━━ DATASET EXTRACT

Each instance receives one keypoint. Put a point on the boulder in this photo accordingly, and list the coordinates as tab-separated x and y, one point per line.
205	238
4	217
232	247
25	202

━━━━

-- TASK DIRECTIONS --
Restate the material with "boulder" replaced by "rock", keeping everything else the same.

-- OUTPUT FOR THIS TASK --
Each instance receives one keypoint. Put a point on the rock in this photo accordingly, and list the coordinates as tab-separated x and y, one point per line.
205	238
4	217
232	247
25	202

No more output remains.